-- Data section follows --
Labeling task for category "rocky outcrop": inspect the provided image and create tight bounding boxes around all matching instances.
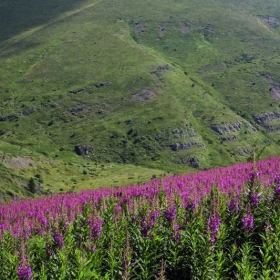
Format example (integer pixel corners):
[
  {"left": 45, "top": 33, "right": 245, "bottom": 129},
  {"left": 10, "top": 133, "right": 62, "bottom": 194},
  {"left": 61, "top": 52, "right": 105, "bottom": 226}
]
[
  {"left": 189, "top": 157, "right": 200, "bottom": 169},
  {"left": 0, "top": 109, "right": 35, "bottom": 122},
  {"left": 68, "top": 88, "right": 85, "bottom": 94},
  {"left": 0, "top": 114, "right": 18, "bottom": 122},
  {"left": 155, "top": 126, "right": 197, "bottom": 141},
  {"left": 169, "top": 142, "right": 205, "bottom": 151},
  {"left": 210, "top": 120, "right": 242, "bottom": 135},
  {"left": 22, "top": 109, "right": 35, "bottom": 116},
  {"left": 238, "top": 148, "right": 253, "bottom": 156},
  {"left": 68, "top": 104, "right": 89, "bottom": 116},
  {"left": 94, "top": 81, "right": 112, "bottom": 88},
  {"left": 253, "top": 111, "right": 280, "bottom": 125},
  {"left": 253, "top": 111, "right": 280, "bottom": 132},
  {"left": 156, "top": 64, "right": 172, "bottom": 72},
  {"left": 221, "top": 135, "right": 237, "bottom": 142},
  {"left": 74, "top": 145, "right": 93, "bottom": 156},
  {"left": 263, "top": 124, "right": 280, "bottom": 133}
]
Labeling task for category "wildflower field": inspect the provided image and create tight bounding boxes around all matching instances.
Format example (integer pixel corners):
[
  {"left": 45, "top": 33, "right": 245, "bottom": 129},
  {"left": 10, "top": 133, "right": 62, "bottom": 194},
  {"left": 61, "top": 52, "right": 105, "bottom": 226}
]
[{"left": 1, "top": 157, "right": 280, "bottom": 279}]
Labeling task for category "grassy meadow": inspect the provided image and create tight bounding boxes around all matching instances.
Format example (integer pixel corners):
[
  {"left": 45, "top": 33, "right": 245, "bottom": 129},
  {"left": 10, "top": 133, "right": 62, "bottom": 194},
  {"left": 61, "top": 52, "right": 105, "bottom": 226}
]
[{"left": 1, "top": 0, "right": 280, "bottom": 197}]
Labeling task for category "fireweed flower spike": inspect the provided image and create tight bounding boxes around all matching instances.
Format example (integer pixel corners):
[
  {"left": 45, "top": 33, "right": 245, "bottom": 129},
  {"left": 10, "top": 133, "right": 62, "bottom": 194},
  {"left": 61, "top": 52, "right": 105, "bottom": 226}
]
[
  {"left": 242, "top": 207, "right": 254, "bottom": 233},
  {"left": 274, "top": 184, "right": 280, "bottom": 199},
  {"left": 209, "top": 214, "right": 221, "bottom": 245},
  {"left": 52, "top": 232, "right": 63, "bottom": 249},
  {"left": 18, "top": 264, "right": 33, "bottom": 280},
  {"left": 18, "top": 257, "right": 33, "bottom": 280}
]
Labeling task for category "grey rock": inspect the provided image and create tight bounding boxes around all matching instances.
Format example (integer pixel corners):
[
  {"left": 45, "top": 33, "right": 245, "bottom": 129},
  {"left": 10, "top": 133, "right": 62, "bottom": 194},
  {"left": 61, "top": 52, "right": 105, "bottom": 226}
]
[
  {"left": 74, "top": 145, "right": 93, "bottom": 156},
  {"left": 0, "top": 114, "right": 18, "bottom": 122},
  {"left": 189, "top": 157, "right": 200, "bottom": 169},
  {"left": 170, "top": 142, "right": 205, "bottom": 151},
  {"left": 211, "top": 120, "right": 242, "bottom": 135},
  {"left": 68, "top": 88, "right": 85, "bottom": 94},
  {"left": 253, "top": 111, "right": 280, "bottom": 125}
]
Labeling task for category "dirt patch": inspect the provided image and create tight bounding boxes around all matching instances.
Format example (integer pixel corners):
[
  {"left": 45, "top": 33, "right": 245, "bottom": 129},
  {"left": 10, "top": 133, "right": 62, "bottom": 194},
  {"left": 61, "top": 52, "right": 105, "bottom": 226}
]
[
  {"left": 257, "top": 15, "right": 279, "bottom": 29},
  {"left": 260, "top": 73, "right": 274, "bottom": 83},
  {"left": 159, "top": 24, "right": 166, "bottom": 36},
  {"left": 41, "top": 159, "right": 58, "bottom": 165},
  {"left": 272, "top": 85, "right": 280, "bottom": 100},
  {"left": 260, "top": 73, "right": 280, "bottom": 100},
  {"left": 16, "top": 78, "right": 33, "bottom": 84},
  {"left": 179, "top": 23, "right": 191, "bottom": 34},
  {"left": 132, "top": 88, "right": 157, "bottom": 101},
  {"left": 4, "top": 156, "right": 36, "bottom": 169}
]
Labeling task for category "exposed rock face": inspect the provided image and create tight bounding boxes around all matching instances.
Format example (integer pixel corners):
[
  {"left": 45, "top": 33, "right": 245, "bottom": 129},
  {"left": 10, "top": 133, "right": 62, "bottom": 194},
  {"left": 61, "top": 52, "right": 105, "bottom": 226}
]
-- Data section concluded --
Problem - In the material above, find every line with the word "tight" and show it.

Solution to this task -
Labeling task for category "rocky outcrop": inspect the provided image and create tight bounding boxes around all matching instances.
Labeling task for category "wildflower field": inspect the provided image and create tight bounding boxes around all matching instances.
Labeling task for category "grassy meadow": inspect the provided image and create tight bounding boxes around all matching instances.
Labeling task for category "fireweed flower spike": inspect the provided image and create tight bounding boxes around all matching instances.
Labeling task for category "grey rock": inspect the provided image and create tight bounding boxes around all matching instances.
Labeling task for category "dirt patch": inspect the provided image and create tight bounding boxes around all matching instances.
Labeling task for category "exposed rock face": inspect the provided image and create tight bounding boxes around all matching instances.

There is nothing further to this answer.